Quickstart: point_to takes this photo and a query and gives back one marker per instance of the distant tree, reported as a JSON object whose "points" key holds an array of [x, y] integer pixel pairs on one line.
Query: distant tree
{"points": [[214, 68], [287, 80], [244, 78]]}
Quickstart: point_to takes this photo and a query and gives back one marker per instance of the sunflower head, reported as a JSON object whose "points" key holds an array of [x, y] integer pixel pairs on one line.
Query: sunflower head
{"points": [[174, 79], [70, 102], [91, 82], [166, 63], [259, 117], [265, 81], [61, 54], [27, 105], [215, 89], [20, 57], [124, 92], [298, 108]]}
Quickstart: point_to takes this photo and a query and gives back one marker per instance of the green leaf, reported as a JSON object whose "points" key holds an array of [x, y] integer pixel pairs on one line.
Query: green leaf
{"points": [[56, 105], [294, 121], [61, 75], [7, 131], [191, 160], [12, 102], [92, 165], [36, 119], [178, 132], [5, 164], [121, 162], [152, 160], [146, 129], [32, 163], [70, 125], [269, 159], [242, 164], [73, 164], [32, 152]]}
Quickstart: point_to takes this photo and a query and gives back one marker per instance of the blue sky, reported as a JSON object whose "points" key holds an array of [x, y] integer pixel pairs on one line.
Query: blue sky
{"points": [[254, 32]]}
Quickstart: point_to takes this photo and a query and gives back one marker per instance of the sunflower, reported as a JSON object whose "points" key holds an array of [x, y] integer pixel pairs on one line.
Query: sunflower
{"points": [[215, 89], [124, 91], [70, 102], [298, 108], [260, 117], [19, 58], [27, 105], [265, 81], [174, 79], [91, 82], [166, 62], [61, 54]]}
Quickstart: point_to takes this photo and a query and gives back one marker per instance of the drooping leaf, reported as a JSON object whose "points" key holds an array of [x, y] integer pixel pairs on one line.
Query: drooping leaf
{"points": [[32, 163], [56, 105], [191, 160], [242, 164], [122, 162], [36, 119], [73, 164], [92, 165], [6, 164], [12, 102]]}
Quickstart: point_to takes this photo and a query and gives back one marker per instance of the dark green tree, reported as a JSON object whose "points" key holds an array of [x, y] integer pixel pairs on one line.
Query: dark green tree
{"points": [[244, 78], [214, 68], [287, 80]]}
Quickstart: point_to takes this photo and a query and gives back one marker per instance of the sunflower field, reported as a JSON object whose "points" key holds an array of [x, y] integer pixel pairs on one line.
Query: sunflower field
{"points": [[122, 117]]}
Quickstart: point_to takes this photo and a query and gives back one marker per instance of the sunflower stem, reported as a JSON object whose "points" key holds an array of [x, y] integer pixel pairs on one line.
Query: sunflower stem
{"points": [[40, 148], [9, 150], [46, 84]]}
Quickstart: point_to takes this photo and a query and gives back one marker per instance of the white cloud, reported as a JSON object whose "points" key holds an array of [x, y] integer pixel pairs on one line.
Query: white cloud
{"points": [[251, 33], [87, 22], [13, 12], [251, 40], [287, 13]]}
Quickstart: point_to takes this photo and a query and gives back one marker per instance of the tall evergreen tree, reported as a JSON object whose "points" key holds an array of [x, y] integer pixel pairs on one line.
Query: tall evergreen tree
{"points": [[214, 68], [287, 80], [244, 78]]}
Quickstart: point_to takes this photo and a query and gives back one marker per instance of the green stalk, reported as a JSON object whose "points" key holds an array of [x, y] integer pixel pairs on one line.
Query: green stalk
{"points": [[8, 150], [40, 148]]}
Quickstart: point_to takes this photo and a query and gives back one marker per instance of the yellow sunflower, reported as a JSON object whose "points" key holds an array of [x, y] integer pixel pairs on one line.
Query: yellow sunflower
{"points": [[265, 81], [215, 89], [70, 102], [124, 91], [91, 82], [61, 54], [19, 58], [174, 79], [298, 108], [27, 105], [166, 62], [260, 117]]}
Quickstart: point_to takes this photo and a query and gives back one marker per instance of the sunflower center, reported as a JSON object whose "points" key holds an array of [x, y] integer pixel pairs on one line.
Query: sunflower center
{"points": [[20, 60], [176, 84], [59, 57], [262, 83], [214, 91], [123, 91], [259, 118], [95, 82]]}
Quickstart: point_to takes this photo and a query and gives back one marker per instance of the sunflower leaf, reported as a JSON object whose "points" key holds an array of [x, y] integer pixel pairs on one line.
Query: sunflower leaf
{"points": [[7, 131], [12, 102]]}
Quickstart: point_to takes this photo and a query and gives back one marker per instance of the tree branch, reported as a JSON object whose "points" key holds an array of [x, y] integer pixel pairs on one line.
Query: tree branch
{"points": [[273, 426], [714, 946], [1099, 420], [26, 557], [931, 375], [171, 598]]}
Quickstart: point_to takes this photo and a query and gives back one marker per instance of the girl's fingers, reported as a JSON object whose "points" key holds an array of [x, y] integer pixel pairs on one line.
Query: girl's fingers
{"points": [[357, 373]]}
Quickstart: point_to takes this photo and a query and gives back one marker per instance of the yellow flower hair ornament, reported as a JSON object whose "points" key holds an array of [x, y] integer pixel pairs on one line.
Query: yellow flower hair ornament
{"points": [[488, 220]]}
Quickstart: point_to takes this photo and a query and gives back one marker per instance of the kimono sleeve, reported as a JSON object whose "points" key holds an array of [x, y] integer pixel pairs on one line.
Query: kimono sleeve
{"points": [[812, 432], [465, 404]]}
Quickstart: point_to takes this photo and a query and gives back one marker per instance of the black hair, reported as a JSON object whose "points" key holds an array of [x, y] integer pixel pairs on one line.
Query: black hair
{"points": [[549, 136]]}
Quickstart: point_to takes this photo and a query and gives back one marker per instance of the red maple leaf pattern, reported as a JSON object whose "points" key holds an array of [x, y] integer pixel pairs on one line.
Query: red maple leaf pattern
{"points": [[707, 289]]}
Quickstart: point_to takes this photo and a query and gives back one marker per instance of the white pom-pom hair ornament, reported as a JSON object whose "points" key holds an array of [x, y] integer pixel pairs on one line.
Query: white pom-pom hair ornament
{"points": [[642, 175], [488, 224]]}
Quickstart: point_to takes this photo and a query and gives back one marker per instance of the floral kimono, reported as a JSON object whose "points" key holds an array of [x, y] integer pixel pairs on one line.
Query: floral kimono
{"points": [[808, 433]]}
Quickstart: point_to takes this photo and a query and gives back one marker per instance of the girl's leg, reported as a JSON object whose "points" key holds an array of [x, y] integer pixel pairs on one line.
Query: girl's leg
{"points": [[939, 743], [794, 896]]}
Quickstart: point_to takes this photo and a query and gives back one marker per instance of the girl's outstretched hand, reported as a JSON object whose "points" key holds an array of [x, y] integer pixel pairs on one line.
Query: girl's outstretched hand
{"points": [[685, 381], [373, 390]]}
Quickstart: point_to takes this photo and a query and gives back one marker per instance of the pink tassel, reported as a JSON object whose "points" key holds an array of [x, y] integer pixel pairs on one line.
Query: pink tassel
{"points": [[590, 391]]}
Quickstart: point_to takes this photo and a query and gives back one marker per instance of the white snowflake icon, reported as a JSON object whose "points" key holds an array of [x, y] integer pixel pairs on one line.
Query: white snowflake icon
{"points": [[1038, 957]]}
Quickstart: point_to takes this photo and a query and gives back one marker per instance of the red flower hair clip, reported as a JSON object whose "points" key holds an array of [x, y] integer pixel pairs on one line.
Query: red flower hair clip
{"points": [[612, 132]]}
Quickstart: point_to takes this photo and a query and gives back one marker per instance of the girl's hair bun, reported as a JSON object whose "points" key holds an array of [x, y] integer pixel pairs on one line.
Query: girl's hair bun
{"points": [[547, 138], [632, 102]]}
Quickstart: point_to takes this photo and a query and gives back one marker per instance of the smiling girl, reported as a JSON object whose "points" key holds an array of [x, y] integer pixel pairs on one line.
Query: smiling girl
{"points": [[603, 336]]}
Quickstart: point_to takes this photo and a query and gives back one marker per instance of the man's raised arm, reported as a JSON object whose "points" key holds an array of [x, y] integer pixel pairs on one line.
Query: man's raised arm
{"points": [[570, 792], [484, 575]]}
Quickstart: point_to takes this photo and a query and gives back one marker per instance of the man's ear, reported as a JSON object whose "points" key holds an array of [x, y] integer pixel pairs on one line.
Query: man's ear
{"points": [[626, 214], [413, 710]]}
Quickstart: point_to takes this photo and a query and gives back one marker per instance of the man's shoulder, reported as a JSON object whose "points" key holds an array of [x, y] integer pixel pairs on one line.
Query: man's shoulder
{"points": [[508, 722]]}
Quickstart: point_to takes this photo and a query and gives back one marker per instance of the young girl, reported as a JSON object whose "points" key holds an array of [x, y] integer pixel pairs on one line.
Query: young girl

========================================================================

Exactly repeat the lines running from the top of the listing to the line bearing "of the drooping", both of those lines included, and only them.

[Task response]:
Quickstart: point_to takes this photo and a query and gives back one marker per instance of the distant tree, reported as a JSON object whose "points" key holds an array of [x, y] integer pixel pairs on one line.
Query: distant tree
{"points": [[214, 68], [287, 80], [244, 78]]}
Quickstart: point_to takes this photo and a query and gives back one marker per instance of the sunflower head, reported as a JSON object whose "points" key holds an array of [x, y] integer pixel pairs on one line.
Query: sunflower head
{"points": [[174, 79], [70, 102], [91, 82], [166, 63], [259, 117], [265, 81], [61, 54], [27, 105], [215, 89], [20, 57], [124, 92], [298, 108]]}
Quickstart: point_to takes this photo and a query and gives back one marker per instance of the green leaf, reported as a JSON object whose "points" key holds an array of [x, y] integer pixel pairs on one line.
Query: green leaf
{"points": [[56, 105], [294, 121], [61, 75], [7, 131], [191, 160], [12, 102], [92, 165], [36, 119], [178, 132], [5, 164], [121, 162], [152, 160], [146, 129], [32, 163], [70, 125], [269, 159], [242, 164], [73, 164], [32, 152]]}
Quickstart: point_to takes this photo and a query and gives back one marker per instance of the blue sky, reported as a JSON object whose "points" key holds an array of [x, y] integer pixel pairs on one line.
Query: blue sky
{"points": [[254, 32]]}
Quickstart: point_to takes this photo and a query and gives back one marker per instance of the sunflower, reported as a JSON object whose "points" key holds an array of [x, y] integer pixel pairs on one line.
Query: sunflower
{"points": [[215, 89], [124, 91], [70, 102], [298, 108], [260, 117], [19, 58], [27, 105], [265, 81], [174, 79], [91, 82], [166, 62], [61, 54]]}
Quickstart: point_to takes this photo and a query and gives back one marker per instance of the drooping leaf, reported as a JSON object whose "points" key holds an array of [x, y] integer pixel pairs on one line.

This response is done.